Reproduce all entries word for word.

──────── SUPPLIED ENTRIES ────────

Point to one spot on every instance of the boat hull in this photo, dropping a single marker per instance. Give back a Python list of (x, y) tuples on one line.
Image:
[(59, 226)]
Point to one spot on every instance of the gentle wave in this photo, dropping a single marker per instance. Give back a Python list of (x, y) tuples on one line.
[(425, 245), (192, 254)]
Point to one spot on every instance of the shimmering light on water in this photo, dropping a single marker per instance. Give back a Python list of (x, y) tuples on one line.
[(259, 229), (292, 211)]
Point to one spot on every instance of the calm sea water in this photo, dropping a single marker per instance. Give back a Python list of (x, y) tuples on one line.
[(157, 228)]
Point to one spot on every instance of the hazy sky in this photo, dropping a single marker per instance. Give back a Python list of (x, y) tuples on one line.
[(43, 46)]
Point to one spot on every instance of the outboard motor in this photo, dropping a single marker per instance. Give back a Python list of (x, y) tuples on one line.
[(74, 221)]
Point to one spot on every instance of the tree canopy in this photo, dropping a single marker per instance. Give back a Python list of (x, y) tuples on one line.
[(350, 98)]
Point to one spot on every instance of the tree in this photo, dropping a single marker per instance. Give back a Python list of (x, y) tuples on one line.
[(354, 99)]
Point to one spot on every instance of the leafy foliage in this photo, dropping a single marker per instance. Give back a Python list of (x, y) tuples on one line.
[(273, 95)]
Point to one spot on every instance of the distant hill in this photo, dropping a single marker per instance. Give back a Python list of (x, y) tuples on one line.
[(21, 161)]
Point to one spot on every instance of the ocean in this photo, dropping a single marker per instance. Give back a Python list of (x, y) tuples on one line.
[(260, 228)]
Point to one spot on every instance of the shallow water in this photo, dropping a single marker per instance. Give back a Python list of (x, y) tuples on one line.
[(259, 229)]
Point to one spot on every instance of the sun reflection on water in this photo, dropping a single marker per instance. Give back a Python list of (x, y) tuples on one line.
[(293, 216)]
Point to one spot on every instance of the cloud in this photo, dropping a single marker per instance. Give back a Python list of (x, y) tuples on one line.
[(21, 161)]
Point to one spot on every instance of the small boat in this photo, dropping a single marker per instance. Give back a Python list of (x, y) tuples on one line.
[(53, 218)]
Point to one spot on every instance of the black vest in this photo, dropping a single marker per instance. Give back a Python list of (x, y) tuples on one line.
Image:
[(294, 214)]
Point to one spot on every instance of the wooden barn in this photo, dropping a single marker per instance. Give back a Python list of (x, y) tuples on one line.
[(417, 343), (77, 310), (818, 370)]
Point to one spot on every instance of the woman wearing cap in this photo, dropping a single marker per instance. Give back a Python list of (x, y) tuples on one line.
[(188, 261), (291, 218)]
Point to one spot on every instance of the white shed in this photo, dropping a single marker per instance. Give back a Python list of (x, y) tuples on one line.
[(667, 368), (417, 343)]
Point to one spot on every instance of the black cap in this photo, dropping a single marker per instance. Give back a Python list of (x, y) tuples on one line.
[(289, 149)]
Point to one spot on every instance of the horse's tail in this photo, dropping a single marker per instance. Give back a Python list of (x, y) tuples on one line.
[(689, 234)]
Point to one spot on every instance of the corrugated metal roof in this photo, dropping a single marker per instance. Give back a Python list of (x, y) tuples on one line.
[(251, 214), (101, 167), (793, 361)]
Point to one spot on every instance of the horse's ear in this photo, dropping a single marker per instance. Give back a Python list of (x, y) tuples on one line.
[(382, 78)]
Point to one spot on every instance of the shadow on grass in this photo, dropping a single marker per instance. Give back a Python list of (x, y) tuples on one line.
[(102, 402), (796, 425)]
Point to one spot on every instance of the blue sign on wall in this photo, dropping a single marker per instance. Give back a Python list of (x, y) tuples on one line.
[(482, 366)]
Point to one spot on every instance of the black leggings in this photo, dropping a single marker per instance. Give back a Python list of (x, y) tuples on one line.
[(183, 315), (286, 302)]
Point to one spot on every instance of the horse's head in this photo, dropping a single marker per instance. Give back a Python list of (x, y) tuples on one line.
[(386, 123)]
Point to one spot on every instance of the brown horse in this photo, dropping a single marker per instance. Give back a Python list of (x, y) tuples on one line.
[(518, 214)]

────────

[OUTPUT FOR THIS TASK]
Point to one spot on every instance of the boat hull in this photo, dropping a single marker per instance. Give back a Python list of (x, y) tuples on one line.
Image:
[(59, 226)]
Point to one spot on every instance of the gentle wave in this photo, dropping a single marker per instance. Give back a Python list of (x, y) tuples on one line.
[(425, 245), (192, 254)]
Point to one spot on every instance of the shimmering light on water in this photo, dropping a single marker per instance. Give back a Python list of (x, y) tuples on one line.
[(259, 229), (292, 211)]
Point to one spot on every instance of the calm sea water in this photo, dropping a single marker per instance. Give back a Python list of (x, y) tuples on one line.
[(157, 228)]
Point to one spot on every instance of the hazy sky in this photo, dropping a single marker per instance. Give back a Python list of (x, y) tuples on one line.
[(43, 46)]
Point to one spot on every instance of the outboard motor in this photo, dropping a single marker per instance. Give back a Python list of (x, y) tuples on one line.
[(74, 221)]
Point to one spot on every instance of the tree canopy in this photo, dropping a single marker per instance. Give back a Python list of (x, y) tuples on one line.
[(350, 98)]
Point to one spot on every instance of the tree in this photo, dropping a single marker per instance. Give back a Python list of (x, y) tuples on one line.
[(354, 99)]
Point to one spot on every instance of the leafy foliage in this photo, dropping a single marker per instance. Give back a Python list of (x, y) tuples on one line.
[(273, 95)]
Point to one spot on every instance of the distant hill in this photo, dropping a single marker per instance. Give back a Python list of (x, y) tuples on one line.
[(21, 161)]
Point to one spot on every instance of the ocean in this photo, dropping a single marker per instance. Give back a Python list of (x, y) tuples on one line.
[(260, 228)]
Point to one spot on every instance of the shallow water in this photo, dropping a single marker per instance. Give back a Python list of (x, y) tuples on one line.
[(259, 229)]
Point to one spot on every instance of the sun reflection on water in this photo, dropping a single marker per instance. Give back a Python list of (x, y) tuples on one line.
[(293, 216)]
Point to one spot on every instance of the cloud in this photo, dropping a single marker per instance. Give back a Python list of (x, y) tuples on one line.
[(21, 161)]
Point to one spot on every instance of the small boat in this photo, dropping a single marker per instance. Give back a Python list of (x, y) tuples on one line.
[(53, 218)]
Point to one spot on every instance of the black vest in this photo, dropping a single marker per instance. Give back a Python list of (x, y) tuples on one line.
Image:
[(294, 214)]
Point to one spot on every instance of the wooden barn in this photo, dropping a single marker per instance. Give back a Python list of (x, y) tuples on one line.
[(417, 343), (77, 310), (818, 370)]
Point to one spot on every instance of the woman wearing cap in this photo, dropping a single marker per instance. Give back a Python list of (x, y) tuples on one line.
[(188, 261), (291, 218)]
Point to one spot on every instance of the white shed in this photo, dropping a single marker per instance. Give back a Python list of (x, y) tuples on one line.
[(667, 368), (417, 343)]
Point to one spot on every instance of the black cap in this photo, dropping a single marker per instance. Give back a Python list of (x, y) tuples on one line.
[(289, 149)]
Point to one spot on every instance of the horse's tail in this photo, dropping a single marker per instance. Give back a Python list of (x, y) tuples on one line.
[(689, 234)]
Point to one spot on every instance of the corrugated metal roof in this photo, dropping a single marker per instance. Give back a Python list of (x, y) tuples on one line.
[(251, 214), (101, 167), (793, 361)]
Point to one spot on every instance of the horse's ear in this photo, dropping a single marker per instance. Give back a Python list of (x, y) tuples on one line.
[(382, 78)]
Point to one spot on every instance of the shadow on grass in this photo, dropping a single marker per instance. Give back a Python list of (x, y) tuples on one line.
[(102, 402), (796, 425)]
Point to one spot on every instance of the blue sign on wall in this photo, dropping a single marker per instance. Give back a Python list of (x, y) tuples on one line.
[(482, 366)]
Point to one spot on every instance of the black leggings in this photo, dropping a single marker per instance. Give back a Python list of (x, y) tuples on one line.
[(183, 315), (286, 302)]
Point to one spot on every instance of the horse's head in this photo, dropping a single marker per instance. Give back a Python list of (x, y) tuples on one line.
[(386, 123)]
Point to one spot on every instance of the brown horse in this photo, dropping a single marker per instance. Give back a Python list of (x, y) tuples on one line.
[(518, 214)]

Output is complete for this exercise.